The Eppendorf and Science Prize in Neurobiology recognize outstanding international neurobiological research based on current methods and advances in the field of molecular and cell biology by a young, early-career scientist, as described in a 1,000-word essay based on experiments performed within the last three years. The grand prize winner receives $25,000 from Eppendorf.
In his award-winning essay, "One brain, many genomes," which will be published in the 4 November issue of Science
, Evrony describes how single-cell sequencing was used to study the first brain-specific somatic mutations causing a rare congenital brain malformation known as hemimegalencephaly. The discovery provided an initial glimpse into the unexplored landscape of somatic mutations and subsequent brain dysfunction, which had been overlooked as most genetic analyses only examine the sequence of blood DNA. Because neurons and their genomes must keep working for an entire person's lifetime, this same technology could also measure how many mutations might creep into our brains as they age.
The patchwork patterns of somatic mutations that Evrony and colleagues are uncovered could mean that rare, as-yet unrecognized brain disorders may exist. In these instances, a somatic mutation may subtly affect only one small part of the brain (that is involved with the ability to speak, for example), while sparing the rest of the brain. "We might be especially prone to such mutations because of the high number of cell divisions that it takes to build a large human brain," Evrony, the 15th winner of the prize suggests.
He believes these findings will ultimately paint a clearer picture of the brain's inner workings, noting, "Our work is part of the broader effort in the neuroscience community to develop new tools to study the brain. The brain is incredibly complex, and I believe that our progress in understanding it largely depends on the development of new technologies."
Evrony and the following finalists will be recognized at the annual meeting of the Society for Neuroscience on Sunday, 13 November 2016, in San Diego, California.
════════════════════
▶ [EXERCISES]:
#1 Rewrite the paragraph of the neurobiology prize excerpt that begins "The Eppendorf and Science Prize in Neurobiology recognize" as a short bulleted list, keeping its main facts.
#2 Continue the neurobiology prize excerpt from its final sentence, writing the next part in the same style.
The records below come from a separate source and are unrelated to the neurobiology prize excerpt.
════════════════════
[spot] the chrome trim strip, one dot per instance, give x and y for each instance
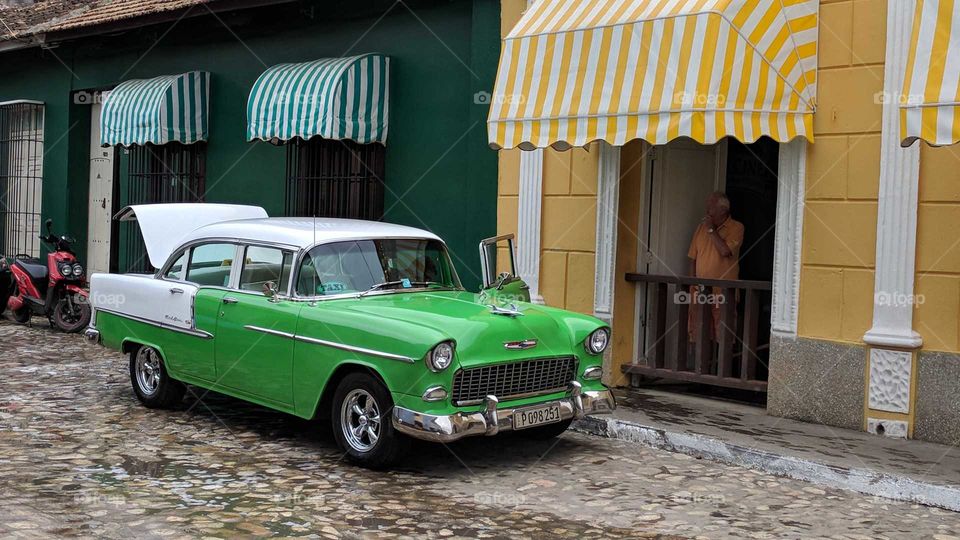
(332, 344)
(351, 348)
(512, 397)
(190, 332)
(492, 420)
(269, 331)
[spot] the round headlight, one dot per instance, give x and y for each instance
(597, 342)
(440, 357)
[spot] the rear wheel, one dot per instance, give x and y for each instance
(153, 387)
(361, 413)
(548, 431)
(72, 313)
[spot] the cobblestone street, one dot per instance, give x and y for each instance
(80, 457)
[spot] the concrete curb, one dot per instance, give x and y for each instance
(866, 481)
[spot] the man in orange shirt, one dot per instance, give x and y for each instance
(714, 254)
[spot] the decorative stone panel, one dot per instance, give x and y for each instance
(890, 380)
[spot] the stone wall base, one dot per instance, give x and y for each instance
════════════════════
▶ [RESULTS FOR THE EXERCISE]:
#1
- The Eppendorf and Science Prize in Neurobiology honors outstanding international neurobiological research by a young, early-career scientist.
- The research must be based on current methods and advances in molecular and cell biology.
- The work is described in a 1,000-word essay about experiments performed within the last three years.
- The grand prize winner receives $25,000 from Eppendorf.

#2
2016 Grand Prize Winner Gilad Evrony, for his essay "One brain, many genomes." Evrony received his undergraduate degree from the Massachusetts Institute of Technology. He served in the Intelligence Division of the Israel Defense Forces and completed an M.D. and Ph.D. at Harvard Medical School, with graduate research in Dr. Christopher Walsh's laboratory at Boston Children's Hospital. Dr. Evrony is currently pursuing clinical training in pediatrics at Mount Sinai Hospital and continuing his research developing new technologies for studying the brain and neuropsychiatric diseases.
Finalists Anna Beyeler, for her essay "Parsing reward from aversion." Beyeler received her undergraduate degree from the University of Bordeaux, in southern France, where she then completed her Ph.D. degree requirements. As a postdoctoral fellow at the Massachusetts Institute of Technology, she has been exploring the neural circuit mechanisms underlying rewarding and aversive memories. Dr. Beyeler is currently establishing an independent research program aimed at identifying neural substrates of anxiety disorders.
Arjun Krishnaswamy, for his essay "Building connections." Krishnaswamy received undergraduate and Ph.D. degrees from McGill University. As a postdoctoral fellow at Harvard University, he has been using molecular, electrophysiological, and genetic approaches to learn how developing neurons in the mouse retina choose synaptic targets and establish wiring patterns important for retinal function.